Phrase grounding data

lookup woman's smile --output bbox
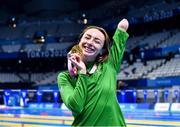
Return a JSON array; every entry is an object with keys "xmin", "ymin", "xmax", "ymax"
[
  {"xmin": 82, "ymin": 44, "xmax": 95, "ymax": 53},
  {"xmin": 79, "ymin": 28, "xmax": 105, "ymax": 62}
]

» Exercise instructions
Transcribe every entry word for word, excluding images.

» Completed exercise
lookup woman's smile --output bbox
Return a JSON array; every entry is an object with keys "xmin", "ymin", "xmax", "ymax"
[
  {"xmin": 82, "ymin": 44, "xmax": 95, "ymax": 53},
  {"xmin": 79, "ymin": 28, "xmax": 105, "ymax": 62}
]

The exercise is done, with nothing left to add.